Exercise task -
Reproduce the items word for word, from the start of the items through the line that contains "[1031, 631]".

>> START Provided data

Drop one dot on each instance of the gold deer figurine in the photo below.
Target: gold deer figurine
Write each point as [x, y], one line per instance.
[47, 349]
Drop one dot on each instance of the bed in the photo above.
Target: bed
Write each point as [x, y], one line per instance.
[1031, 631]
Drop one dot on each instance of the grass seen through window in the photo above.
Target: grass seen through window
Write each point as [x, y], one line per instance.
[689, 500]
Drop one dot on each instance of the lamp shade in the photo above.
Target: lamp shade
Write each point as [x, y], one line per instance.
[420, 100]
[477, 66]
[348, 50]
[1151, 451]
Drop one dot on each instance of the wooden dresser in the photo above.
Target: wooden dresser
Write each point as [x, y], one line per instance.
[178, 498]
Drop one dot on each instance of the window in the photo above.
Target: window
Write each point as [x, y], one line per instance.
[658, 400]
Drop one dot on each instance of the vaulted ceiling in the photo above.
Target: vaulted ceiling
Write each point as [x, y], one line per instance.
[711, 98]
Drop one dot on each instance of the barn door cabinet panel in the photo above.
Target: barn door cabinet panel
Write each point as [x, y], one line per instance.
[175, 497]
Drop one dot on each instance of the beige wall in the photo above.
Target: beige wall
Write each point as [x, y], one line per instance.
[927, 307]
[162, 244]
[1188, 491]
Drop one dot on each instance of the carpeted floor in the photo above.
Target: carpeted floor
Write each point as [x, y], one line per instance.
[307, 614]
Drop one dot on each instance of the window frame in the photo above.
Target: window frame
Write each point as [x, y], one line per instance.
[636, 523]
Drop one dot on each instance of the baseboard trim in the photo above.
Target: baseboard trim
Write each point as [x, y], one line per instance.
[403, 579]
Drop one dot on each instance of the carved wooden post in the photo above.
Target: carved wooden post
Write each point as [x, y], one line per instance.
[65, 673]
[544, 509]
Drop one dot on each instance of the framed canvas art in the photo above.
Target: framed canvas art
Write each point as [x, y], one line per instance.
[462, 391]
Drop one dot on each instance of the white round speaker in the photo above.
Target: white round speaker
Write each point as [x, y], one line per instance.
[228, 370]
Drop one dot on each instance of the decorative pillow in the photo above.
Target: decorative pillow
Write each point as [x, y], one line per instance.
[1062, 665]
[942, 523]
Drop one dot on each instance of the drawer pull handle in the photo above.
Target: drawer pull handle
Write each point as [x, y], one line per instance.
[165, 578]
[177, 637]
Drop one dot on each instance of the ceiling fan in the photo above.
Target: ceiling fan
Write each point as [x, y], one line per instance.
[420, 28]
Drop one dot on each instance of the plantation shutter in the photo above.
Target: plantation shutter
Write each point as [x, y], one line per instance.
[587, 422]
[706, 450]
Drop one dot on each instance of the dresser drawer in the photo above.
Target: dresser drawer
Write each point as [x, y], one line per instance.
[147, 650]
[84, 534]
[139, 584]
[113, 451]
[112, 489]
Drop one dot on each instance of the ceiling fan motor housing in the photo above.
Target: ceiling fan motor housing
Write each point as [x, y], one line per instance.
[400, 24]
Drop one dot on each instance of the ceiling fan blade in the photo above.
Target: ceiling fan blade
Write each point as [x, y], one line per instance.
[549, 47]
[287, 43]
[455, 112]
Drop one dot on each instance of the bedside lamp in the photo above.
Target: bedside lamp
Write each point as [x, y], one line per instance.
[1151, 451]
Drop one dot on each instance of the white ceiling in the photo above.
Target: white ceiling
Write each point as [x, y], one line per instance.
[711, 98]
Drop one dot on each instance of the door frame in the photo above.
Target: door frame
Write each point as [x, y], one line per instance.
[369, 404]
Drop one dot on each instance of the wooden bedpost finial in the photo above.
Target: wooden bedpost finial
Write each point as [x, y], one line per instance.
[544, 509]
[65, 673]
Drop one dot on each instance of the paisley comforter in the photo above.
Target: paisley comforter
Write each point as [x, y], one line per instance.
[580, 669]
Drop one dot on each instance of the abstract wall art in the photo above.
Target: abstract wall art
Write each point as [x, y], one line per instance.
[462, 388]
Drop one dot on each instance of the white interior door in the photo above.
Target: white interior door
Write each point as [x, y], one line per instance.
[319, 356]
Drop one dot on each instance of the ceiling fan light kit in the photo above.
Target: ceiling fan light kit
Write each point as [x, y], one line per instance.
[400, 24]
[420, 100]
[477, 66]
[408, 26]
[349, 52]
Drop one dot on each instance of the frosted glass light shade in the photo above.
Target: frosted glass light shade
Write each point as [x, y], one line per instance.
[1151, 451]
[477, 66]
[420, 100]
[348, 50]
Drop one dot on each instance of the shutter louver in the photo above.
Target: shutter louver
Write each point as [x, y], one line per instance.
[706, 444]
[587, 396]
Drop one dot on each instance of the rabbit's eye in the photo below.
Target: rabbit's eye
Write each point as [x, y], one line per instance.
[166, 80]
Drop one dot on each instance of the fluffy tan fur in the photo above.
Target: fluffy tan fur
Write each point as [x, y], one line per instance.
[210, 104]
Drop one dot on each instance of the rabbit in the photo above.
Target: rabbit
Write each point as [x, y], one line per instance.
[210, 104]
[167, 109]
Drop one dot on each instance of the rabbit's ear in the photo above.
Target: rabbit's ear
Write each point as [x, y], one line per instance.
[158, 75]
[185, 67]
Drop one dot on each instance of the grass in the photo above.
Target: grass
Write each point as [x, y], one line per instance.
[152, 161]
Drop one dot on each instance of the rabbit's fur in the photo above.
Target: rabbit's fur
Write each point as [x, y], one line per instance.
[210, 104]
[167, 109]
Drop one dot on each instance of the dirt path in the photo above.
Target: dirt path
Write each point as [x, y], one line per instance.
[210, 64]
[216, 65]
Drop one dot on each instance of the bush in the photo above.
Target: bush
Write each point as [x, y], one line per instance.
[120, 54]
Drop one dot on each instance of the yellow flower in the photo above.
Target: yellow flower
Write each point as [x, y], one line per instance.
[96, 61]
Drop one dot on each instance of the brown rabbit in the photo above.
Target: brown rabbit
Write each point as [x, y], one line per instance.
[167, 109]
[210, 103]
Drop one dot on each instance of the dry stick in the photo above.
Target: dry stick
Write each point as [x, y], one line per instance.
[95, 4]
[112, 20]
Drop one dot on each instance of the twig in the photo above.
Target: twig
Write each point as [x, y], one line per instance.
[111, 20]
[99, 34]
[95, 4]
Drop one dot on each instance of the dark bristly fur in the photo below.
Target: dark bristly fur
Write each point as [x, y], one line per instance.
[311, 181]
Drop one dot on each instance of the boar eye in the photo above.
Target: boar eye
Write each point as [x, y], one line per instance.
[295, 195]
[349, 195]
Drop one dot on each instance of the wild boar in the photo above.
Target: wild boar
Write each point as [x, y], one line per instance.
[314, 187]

>> END Provided data

Solution to this task -
Drop one dot on each instance of the gold deer figurine in the photo below.
Target: gold deer figurine
Write each point as [x, y], one line per instance.
[47, 349]
Drop one dot on each instance of the bed in the photo above.
Target: bed
Write each point as [x, y], one line per instance.
[1031, 631]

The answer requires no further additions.